Quoted passage ->
********************

One could think that those languages should simply compile only to shared types, problem solved. Though the problem isn't solved, because those languages have to interact with host objects (aka externrefs) that aren't usable in shared types. Special casing string is nice, but strings will not be the only host object those languages interact with.

Changing all these source languages to have the shared concept in their type systems, for the purpose of targeting wasm (which isn't the main target of those languages), seems very hard.

With current proposal an app will have to choose: Either you can use shared multi threading, but not interact with host objects. Or you can interact with host objects but not use shared multithreading.

=> It will simply hinder the usefulness of this in the first place.

So the suggestion I made (and @mraleph wrote down above) to instead put responsibility on the embedder to check at-access-time seems much preferred. It will make WasmGC multi threading a much more useful technology.

[conrad-watt]

Existing workloads don't use threading & shared memory, so how can they be regressed?

Existing workloads that allocate objects on independent thread-local heaps, and expect GC to be possible thread-locally (i.e. all existing JS code) may be regressed if Web engines transition fully to all objects instead being allocated on a unified heap that requires global sync points for GC. Absent an unprecedented and heroic PR campaign, any feature we propose for Wasm can't have such a clear risk of regressing existing JS (a much larger proportion of the Web).

This proposal is quite a big step in adding further shared memory concurrency to the Web. It may not get us all the way to native language runtime levels of concurrent access, but we're starting from relatively little and working under a lot of platform constraints.

Changing all these source languages to have the shared concept in their type systems, for the purpose of targeting wasm (which isn't the main target of those languages), seems very hard.

I'd expect languages to compile everything to a shared type, and then interact with host externref objects using a handle discipline as I sketched at the end of this post. I agree with @mraleph's response that leaks are a concern. We've discussed some immediate ways to approach this:

1. the source language exposes manual resource management of handles at the source level - e.g. an explicit DOM_node_handle type and drop_DOM_node_handle function rather than a source-level view of a runtime GC-d DOM_node type (which is a fiction anyway unless the Web can relax its restrictions on concurrent access/GC of JS objects);
2. the source language switches to an alternative (async?) model for interacting with a JS host, e.g. in the DOM case, a shared virtual DOM that is periodically sync'd with the main thread
3. the compilation scheme for the source language tries to do something clever with FinalizationRegistry or lifetime analysis/inference, accepting some leaks if the user tries to do particularly contorted things.

********************

Exercise data ->
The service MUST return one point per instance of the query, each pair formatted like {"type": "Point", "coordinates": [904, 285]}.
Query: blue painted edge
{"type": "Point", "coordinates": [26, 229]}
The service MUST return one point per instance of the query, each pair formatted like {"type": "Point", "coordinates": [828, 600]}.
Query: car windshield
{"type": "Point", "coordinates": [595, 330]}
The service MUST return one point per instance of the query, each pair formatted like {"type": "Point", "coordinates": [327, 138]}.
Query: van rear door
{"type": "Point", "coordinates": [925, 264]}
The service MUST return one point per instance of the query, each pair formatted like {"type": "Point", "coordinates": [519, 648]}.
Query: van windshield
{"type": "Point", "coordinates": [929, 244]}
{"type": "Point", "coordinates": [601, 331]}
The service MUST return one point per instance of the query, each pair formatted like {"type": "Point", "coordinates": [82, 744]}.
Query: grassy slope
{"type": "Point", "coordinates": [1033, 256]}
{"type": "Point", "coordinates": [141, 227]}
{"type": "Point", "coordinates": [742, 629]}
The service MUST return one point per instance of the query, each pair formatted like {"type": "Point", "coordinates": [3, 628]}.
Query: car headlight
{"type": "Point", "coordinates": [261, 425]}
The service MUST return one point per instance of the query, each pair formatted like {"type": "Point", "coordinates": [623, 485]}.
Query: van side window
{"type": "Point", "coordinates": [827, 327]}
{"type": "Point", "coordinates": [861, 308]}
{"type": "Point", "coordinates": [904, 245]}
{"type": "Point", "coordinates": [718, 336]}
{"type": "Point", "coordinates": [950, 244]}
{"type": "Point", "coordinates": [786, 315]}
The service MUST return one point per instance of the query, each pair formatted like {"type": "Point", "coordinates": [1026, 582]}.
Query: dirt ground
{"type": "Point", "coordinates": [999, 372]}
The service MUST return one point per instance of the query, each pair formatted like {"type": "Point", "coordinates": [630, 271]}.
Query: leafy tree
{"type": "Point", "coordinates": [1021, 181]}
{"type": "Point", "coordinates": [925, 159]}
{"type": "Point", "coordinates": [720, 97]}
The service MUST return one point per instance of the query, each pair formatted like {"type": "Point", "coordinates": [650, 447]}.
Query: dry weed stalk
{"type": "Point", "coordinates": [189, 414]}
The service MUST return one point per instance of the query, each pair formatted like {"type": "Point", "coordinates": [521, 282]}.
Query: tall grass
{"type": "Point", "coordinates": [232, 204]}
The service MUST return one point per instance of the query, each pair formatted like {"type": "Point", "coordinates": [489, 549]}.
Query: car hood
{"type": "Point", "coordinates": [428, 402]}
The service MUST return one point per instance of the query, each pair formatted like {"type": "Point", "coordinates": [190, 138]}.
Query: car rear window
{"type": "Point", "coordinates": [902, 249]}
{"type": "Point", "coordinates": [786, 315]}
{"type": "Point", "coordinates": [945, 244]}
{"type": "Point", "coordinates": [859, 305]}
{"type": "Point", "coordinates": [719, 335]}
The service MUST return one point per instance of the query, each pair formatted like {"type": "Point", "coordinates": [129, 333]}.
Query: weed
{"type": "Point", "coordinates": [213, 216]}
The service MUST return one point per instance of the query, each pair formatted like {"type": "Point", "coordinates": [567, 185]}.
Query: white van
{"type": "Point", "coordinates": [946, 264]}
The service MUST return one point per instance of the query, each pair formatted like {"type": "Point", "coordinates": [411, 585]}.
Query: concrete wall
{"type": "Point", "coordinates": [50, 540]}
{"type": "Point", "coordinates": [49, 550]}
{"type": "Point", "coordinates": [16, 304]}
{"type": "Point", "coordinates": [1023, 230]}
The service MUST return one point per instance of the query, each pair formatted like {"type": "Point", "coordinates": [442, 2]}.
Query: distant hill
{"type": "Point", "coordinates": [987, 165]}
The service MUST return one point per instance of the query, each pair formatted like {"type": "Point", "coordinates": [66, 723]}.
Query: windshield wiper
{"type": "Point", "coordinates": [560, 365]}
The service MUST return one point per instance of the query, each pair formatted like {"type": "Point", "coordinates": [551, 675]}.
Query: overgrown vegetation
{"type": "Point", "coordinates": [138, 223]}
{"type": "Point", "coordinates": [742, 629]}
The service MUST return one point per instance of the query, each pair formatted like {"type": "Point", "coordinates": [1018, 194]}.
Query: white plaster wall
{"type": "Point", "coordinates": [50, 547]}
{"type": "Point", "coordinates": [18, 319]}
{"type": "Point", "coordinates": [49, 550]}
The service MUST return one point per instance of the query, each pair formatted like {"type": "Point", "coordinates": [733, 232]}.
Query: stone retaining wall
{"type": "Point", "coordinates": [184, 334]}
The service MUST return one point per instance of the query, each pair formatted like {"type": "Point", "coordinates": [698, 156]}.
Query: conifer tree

********************

Exercise 1 ->
In the WasmGC threading discussion, what must an app choose between under the current proposal?
Exercise 2 ->
Duplicate the portion of the WasmGC threading discussion starting with "This proposal is" and going on through "of platform constraints.".

Task answer 1 ->
It can use shared multithreading without interacting with host objects, or it can interact with host objects without using shared multithreading.

Task answer 2 ->
This proposal is quite a big step in adding further shared memory concurrency to the Web. It may not get us all the way to native language runtime levels of concurrent access, but we're starting from relatively little and working under a lot of platform constraints.